──────── Data for this exercise ────────
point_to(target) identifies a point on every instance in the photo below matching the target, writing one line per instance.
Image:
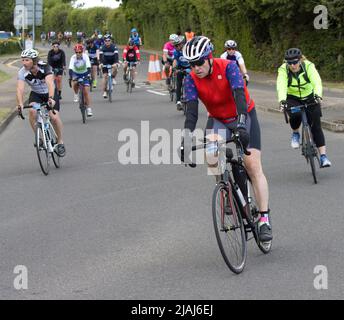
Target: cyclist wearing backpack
(299, 82)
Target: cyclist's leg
(295, 119)
(313, 117)
(56, 119)
(34, 97)
(114, 71)
(179, 85)
(253, 163)
(87, 93)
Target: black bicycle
(45, 137)
(308, 147)
(234, 208)
(172, 86)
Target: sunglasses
(293, 62)
(197, 63)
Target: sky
(98, 3)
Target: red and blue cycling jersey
(216, 90)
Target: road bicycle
(129, 76)
(234, 208)
(109, 82)
(308, 147)
(45, 137)
(172, 86)
(82, 106)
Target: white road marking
(158, 93)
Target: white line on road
(158, 93)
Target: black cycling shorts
(41, 98)
(252, 126)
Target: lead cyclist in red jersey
(218, 83)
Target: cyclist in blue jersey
(93, 53)
(180, 64)
(109, 55)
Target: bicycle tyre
(310, 153)
(253, 215)
(54, 155)
(223, 211)
(42, 152)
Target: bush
(9, 46)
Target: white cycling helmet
(197, 48)
(173, 37)
(230, 44)
(30, 53)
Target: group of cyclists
(220, 83)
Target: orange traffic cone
(153, 73)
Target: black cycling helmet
(293, 54)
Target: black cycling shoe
(265, 232)
(61, 150)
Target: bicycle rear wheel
(54, 155)
(310, 153)
(41, 148)
(229, 228)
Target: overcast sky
(98, 3)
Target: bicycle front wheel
(229, 228)
(54, 154)
(310, 153)
(41, 148)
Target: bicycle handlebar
(298, 108)
(44, 104)
(235, 139)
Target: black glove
(317, 99)
(244, 137)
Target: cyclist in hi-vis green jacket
(299, 82)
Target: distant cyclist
(181, 65)
(131, 54)
(233, 54)
(134, 35)
(299, 82)
(80, 67)
(109, 56)
(39, 76)
(93, 53)
(167, 56)
(57, 60)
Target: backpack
(290, 76)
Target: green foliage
(9, 46)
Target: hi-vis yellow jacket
(300, 86)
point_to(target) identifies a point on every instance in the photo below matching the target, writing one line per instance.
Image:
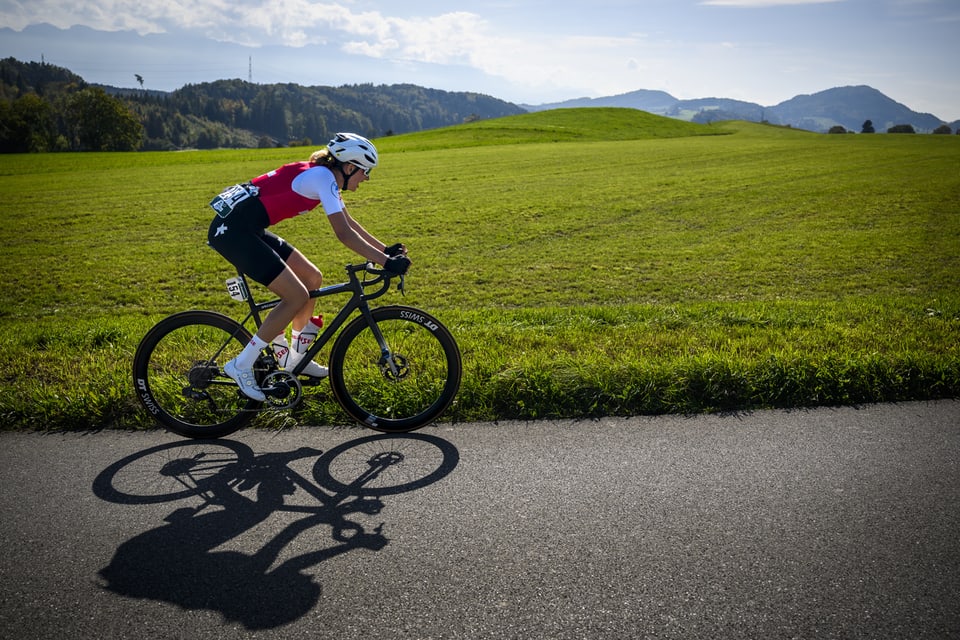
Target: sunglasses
(366, 171)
────────
Task details: Nothing but the lines from the one containing "Target: green foliage" through the last line of the records above should appear, each repeated exactly, with no pictures.

Response:
Target: green foliage
(9, 46)
Target: hi-vis yellow jacket
(300, 86)
point_to(target) identifies a point on every instance in the photo below matching the target, writing one line per instance.
Image:
Target: sunglasses
(366, 171)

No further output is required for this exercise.